• [Stored data entries]

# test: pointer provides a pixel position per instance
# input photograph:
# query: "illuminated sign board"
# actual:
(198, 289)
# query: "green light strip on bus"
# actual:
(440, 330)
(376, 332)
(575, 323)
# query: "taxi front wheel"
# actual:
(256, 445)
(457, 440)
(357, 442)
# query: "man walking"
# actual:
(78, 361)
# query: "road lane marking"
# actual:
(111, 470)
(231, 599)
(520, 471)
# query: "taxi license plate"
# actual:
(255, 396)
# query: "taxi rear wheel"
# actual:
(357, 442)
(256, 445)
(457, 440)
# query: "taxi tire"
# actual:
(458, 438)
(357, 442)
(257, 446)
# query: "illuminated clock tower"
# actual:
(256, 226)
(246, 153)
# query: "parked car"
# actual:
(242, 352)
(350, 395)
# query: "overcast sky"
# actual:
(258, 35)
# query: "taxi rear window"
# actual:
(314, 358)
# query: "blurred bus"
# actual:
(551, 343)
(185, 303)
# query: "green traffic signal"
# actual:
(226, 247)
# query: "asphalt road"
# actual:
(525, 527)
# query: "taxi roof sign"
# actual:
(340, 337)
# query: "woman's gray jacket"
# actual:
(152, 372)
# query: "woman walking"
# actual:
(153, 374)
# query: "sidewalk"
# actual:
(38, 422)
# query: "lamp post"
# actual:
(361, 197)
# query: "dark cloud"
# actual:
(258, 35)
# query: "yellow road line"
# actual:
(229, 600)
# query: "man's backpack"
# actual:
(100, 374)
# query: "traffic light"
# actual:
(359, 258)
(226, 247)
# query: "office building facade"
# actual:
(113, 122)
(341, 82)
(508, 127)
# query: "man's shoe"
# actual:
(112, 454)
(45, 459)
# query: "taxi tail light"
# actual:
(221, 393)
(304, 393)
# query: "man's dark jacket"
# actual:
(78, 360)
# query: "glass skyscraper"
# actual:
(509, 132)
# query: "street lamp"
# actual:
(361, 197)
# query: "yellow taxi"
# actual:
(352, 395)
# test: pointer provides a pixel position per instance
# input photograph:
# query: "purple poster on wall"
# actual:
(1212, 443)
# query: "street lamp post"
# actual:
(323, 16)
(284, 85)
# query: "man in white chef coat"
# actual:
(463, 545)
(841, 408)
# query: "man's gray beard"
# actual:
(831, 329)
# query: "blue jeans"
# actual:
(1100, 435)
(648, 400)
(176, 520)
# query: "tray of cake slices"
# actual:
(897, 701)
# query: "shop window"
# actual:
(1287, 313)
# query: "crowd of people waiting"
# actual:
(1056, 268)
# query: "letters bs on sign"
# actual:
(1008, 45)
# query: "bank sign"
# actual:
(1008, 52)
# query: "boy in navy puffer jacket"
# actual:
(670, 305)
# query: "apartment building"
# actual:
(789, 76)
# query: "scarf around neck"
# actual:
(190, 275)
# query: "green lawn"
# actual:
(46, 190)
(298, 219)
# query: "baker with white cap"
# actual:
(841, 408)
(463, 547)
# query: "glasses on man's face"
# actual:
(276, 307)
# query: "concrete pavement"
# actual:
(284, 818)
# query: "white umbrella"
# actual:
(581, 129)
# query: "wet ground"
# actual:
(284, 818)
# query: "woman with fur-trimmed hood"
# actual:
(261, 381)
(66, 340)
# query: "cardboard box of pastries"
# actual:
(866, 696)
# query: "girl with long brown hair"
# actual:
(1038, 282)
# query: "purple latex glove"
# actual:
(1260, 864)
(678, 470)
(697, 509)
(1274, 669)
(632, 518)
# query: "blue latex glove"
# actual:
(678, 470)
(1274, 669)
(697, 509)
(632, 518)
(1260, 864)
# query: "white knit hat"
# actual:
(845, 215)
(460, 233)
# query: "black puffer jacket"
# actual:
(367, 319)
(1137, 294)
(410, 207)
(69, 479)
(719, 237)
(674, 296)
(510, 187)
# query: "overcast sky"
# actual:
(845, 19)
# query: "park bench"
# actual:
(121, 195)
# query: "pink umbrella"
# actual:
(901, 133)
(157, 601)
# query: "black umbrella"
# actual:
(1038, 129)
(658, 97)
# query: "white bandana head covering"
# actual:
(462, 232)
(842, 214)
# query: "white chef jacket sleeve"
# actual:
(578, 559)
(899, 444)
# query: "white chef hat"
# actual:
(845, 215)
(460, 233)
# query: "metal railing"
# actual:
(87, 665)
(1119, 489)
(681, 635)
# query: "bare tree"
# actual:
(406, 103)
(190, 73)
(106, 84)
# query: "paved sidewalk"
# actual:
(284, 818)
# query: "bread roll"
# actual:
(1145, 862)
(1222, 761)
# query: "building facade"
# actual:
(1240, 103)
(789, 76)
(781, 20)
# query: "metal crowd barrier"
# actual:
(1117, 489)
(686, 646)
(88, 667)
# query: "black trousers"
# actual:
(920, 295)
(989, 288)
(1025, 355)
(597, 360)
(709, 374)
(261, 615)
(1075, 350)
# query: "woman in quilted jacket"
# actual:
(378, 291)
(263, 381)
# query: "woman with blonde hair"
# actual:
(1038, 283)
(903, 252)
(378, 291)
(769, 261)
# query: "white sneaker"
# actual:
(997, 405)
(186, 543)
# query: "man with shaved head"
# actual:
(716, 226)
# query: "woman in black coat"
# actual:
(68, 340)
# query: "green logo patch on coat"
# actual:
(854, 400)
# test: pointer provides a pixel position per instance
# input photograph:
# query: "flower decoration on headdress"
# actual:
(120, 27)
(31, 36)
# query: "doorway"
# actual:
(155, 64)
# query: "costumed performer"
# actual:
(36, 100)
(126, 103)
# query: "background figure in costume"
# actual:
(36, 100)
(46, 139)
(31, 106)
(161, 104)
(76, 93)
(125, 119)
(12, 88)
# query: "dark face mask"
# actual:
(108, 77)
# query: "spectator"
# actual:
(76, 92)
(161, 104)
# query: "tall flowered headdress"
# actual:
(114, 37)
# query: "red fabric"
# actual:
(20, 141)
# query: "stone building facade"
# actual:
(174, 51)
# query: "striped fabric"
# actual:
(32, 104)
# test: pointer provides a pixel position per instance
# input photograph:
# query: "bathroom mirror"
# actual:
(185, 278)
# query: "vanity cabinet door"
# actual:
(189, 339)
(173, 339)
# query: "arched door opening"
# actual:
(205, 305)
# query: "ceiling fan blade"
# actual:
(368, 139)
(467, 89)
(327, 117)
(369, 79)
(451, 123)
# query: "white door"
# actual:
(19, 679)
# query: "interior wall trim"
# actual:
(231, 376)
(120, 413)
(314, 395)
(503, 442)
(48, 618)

• [Given exercise] From the records above, extract every line exactly as it stands.

• [Solution]
# test: pointer provides a pixel position per instance
# input photograph:
# query: "illuminated sign board"
# actual:
(198, 289)
# query: "green light strip on bus"
# actual:
(440, 330)
(376, 332)
(575, 323)
# query: "taxi front wheel"
# actual:
(256, 445)
(457, 440)
(357, 442)
# query: "man walking"
# actual:
(78, 361)
# query: "road lane marking"
# actual:
(111, 470)
(231, 599)
(520, 471)
# query: "taxi license plate"
# actual:
(255, 396)
# query: "taxi rear wheel"
# actual:
(357, 442)
(256, 445)
(457, 440)
# query: "taxi tire"
# actual:
(458, 438)
(357, 442)
(257, 446)
# query: "illuminated clock tower"
# actual:
(256, 226)
(246, 153)
# query: "parked car"
# actual:
(242, 352)
(350, 395)
# query: "overcast sky"
# actual:
(258, 35)
# query: "taxi rear window"
# actual:
(314, 358)
# query: "blurred bus"
# actual:
(551, 343)
(185, 303)
# query: "green traffic signal"
# actual:
(226, 247)
# query: "asphalt road"
# actual:
(525, 527)
# query: "taxi roof sign"
# actual:
(340, 337)
# query: "woman's gray jacket"
# actual:
(152, 372)
# query: "woman walking"
# actual:
(153, 374)
# query: "sidewalk"
# actual:
(38, 422)
# query: "lamp post"
# actual:
(361, 197)
# query: "dark cloud"
# actual:
(258, 35)
# query: "yellow road line"
# actual:
(229, 600)
# query: "man's backpack"
# actual:
(100, 374)
# query: "traffic light"
# actual:
(359, 258)
(226, 247)
# query: "office building facade"
# actual:
(113, 122)
(341, 82)
(508, 127)
# query: "man's shoe"
# actual:
(112, 454)
(45, 459)
# query: "taxi tail light"
# actual:
(221, 393)
(304, 393)
# query: "man's dark jacket"
# actual:
(78, 360)
# query: "glass skyscraper"
# actual:
(509, 132)
# query: "street lamp"
# actual:
(361, 197)
# query: "yellow taxi"
# actual:
(352, 395)
# test: pointer provides a pixel position per instance
# input photograph:
# query: "purple poster on wall"
# actual:
(1212, 443)
# query: "street lamp post"
# actual:
(323, 16)
(284, 85)
# query: "man in white chef coat"
# actual:
(463, 545)
(841, 408)
# query: "man's gray beard"
# actual:
(831, 329)
# query: "blue jeans"
# actual:
(1100, 435)
(648, 400)
(176, 520)
# query: "tray of cake slices"
# actual:
(897, 701)
# query: "shop window"
# actual:
(1287, 313)
# query: "crowd of people waiting"
# actual:
(1056, 268)
# query: "letters bs on sign"
# actual:
(1008, 45)
# query: "bank sign"
# actual:
(1008, 52)
# query: "boy in navy puffer jacket"
# actual:
(670, 305)
# query: "apartment building"
# actual:
(789, 76)
# query: "scarf around neck"
# actual:
(190, 275)
# query: "green lawn"
# actual:
(46, 190)
(298, 219)
# query: "baker with white cap"
# actual:
(841, 408)
(463, 547)
# query: "glasses on man's face"
# actual:
(276, 307)
# query: "concrete pavement"
# actual:
(284, 818)
# query: "white umbrella"
# actual:
(581, 129)
# query: "wet ground"
# actual:
(284, 818)
# query: "woman with fur-trimmed hood"
# actual:
(261, 381)
(66, 340)
# query: "cardboard box of pastries"
# actual:
(866, 696)
# query: "girl with long brown hair"
# actual:
(1038, 282)
# query: "purple latex glove"
# actual:
(1260, 864)
(678, 470)
(697, 509)
(1274, 669)
(632, 518)
# query: "blue latex glove"
# actual:
(678, 470)
(1274, 669)
(697, 509)
(632, 518)
(1260, 864)
# query: "white knit hat"
# actual:
(845, 215)
(460, 233)
# query: "black puffer jacket"
# actual:
(367, 319)
(1137, 294)
(410, 207)
(69, 479)
(719, 237)
(674, 296)
(510, 187)
# query: "overcast sky"
# actual:
(845, 19)
# query: "park bench"
# actual:
(121, 195)
# query: "pink umbrella"
# actual:
(901, 133)
(157, 601)
# query: "black umbrella"
# actual:
(1038, 129)
(658, 97)
# query: "white bandana head covering"
# actual:
(462, 232)
(842, 214)
# query: "white chef jacket sleeve"
# actual:
(578, 559)
(899, 444)
# query: "white chef hat"
# actual:
(845, 215)
(460, 233)
# query: "metal railing"
# actual:
(87, 665)
(1119, 489)
(681, 635)
# query: "bare tree"
# actual:
(406, 103)
(190, 73)
(106, 84)
# query: "paved sidewalk"
# actual:
(284, 818)
# query: "bread roll"
# actual:
(1145, 862)
(1222, 761)
# query: "building facade"
# actual:
(1240, 103)
(789, 76)
(781, 20)
# query: "metal crowd barrier"
# actual:
(1117, 489)
(686, 646)
(88, 667)
# query: "black trousers"
# actual:
(920, 295)
(989, 288)
(1025, 355)
(597, 360)
(709, 374)
(261, 615)
(1075, 350)
# query: "woman in quilted jacket"
# actual:
(378, 291)
(263, 381)
# query: "woman with blonde hair"
# actual:
(1038, 283)
(903, 252)
(378, 291)
(769, 261)
# query: "white sneaker"
# actual:
(997, 405)
(186, 543)
# query: "man with shaved head"
# actual:
(716, 226)
# query: "woman in black coat"
# actual:
(68, 340)
# query: "green logo patch on coat"
# actual:
(854, 400)
# test: pointer provides a pixel position per instance
# input photograph:
# query: "flower decoration on headdress"
# actual:
(120, 27)
(31, 36)
# query: "doorway"
# actual:
(155, 64)
# query: "costumed performer"
# actual:
(36, 100)
(126, 103)
# query: "background figure in costume"
# actual:
(36, 100)
(46, 139)
(31, 106)
(161, 104)
(76, 93)
(125, 119)
(12, 88)
# query: "dark face mask"
# actual:
(108, 77)
# query: "spectator"
# actual:
(76, 92)
(161, 104)
# query: "tall flowered headdress"
# actual:
(114, 37)
# query: "red fabric"
# actual:
(20, 141)
# query: "stone building facade"
# actual:
(174, 51)
# query: "striped fabric"
# actual:
(32, 104)
# test: pointer provides a pixel position per instance
# input photograph:
# query: "bathroom mirror"
# actual:
(185, 278)
# query: "vanity cabinet door"
# actual:
(189, 339)
(173, 339)
# query: "arched door opening"
# actual:
(205, 305)
# query: "ceiling fan blade"
# actual:
(368, 139)
(467, 89)
(327, 117)
(369, 79)
(451, 123)
# query: "white door"
# actual:
(19, 679)
# query: "interior wall trim"
# actual:
(231, 376)
(120, 413)
(314, 395)
(503, 442)
(48, 618)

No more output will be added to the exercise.